───── DATA SUPPLIED

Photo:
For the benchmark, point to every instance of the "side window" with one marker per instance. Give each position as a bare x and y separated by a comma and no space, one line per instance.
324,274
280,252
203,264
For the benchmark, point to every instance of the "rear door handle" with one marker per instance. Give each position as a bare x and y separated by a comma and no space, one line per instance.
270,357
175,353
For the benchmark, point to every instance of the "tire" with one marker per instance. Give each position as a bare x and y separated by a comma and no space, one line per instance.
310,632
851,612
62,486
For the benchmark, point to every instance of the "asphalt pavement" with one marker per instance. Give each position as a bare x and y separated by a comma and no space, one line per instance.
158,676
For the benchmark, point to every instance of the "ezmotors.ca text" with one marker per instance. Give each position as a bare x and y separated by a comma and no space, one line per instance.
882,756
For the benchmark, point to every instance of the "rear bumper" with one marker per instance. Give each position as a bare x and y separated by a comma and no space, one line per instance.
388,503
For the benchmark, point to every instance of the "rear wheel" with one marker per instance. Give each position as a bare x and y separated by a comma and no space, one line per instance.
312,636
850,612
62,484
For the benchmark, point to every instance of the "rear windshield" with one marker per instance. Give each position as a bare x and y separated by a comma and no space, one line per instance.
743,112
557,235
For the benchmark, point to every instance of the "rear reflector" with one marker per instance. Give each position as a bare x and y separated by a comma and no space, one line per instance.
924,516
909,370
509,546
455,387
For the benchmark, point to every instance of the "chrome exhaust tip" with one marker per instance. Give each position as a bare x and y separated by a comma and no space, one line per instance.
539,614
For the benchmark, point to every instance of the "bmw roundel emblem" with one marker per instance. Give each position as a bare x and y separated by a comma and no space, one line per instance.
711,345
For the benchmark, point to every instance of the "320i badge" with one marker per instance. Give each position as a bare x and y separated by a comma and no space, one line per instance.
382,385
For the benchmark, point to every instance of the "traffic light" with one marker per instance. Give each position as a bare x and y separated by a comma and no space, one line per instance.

──────────

- _YOUR TASK_
Print the listing above in its entirety, with every line exact.

- _ANSWER TO THE TASK_
Photo:
For the benchmark, point to every instance of the "side window" with one marker per instance. Give each position as a bare x and y separated by a comma and no space, one line per instance.
324,274
280,252
203,264
For the benchmark, point to every instance of the "rear door handle" with one marker per instance. Give each position as a bare x and y separated by a comma and no space, one line per instance.
270,357
175,353
For the benchmark, point to every instance of the "tire" with one marker per instance. Give each position as a bare x and y separated by a comma and no space, one line per instance.
310,632
851,612
62,486
For the benchmark, point to every instance of the "asphalt pavement" with one marker per instance. Give each position as a bare x and y separated by a comma and no space, one line per instance.
158,676
For the benchmark, point to every instance of the "ezmotors.ca text" with one marker per instance. Give each position as a bare x and y separated by a comma and no space, one line per instance.
882,756
For the benchmark, point to every instance of the "rear bumper" with one marker per instance. Give each position as a bare x and y separated by a comma and no space, one line per instance.
388,503
For the benchmark, point to every instance of the "rear wheel" with one marker per instance. Give each position as a bare x and y separated by a comma and no space, one line per instance.
312,636
850,612
62,484
For the benchmark, point to every instance of the "rear windshield" with one marker per instance. Give each position as a bare x and y separated by a comma and no space, one line per instance.
743,112
557,235
For the benchmark, point to every instance of the "rear reflector" with one marker per instance. Give each position as a bare x and y separated by a comma and no space, one line per instance.
924,516
909,370
509,546
455,387
For the benchmark, point to every instance of the "chrome exhaust tip" with one marker per instance. Give each position as a bare x and y separated by a comma and no space, one line per instance.
539,614
For the benchmark, point to every instance of the "bmw roundel emblem" with one marker per instance. Give each position as a bare x and y separated by a comma and no space, one line per instance.
711,345
For the benchmark, point to every instance of the "320i badge" with one marker per instance. Give each position as a bare x and y separated by a comma and no space, one line per instance.
382,385
For the benchmark, point to every instance of the "traffic light" with one marker per instance. Give each position as a bare x and y separated by a comma and no space, one line per instance.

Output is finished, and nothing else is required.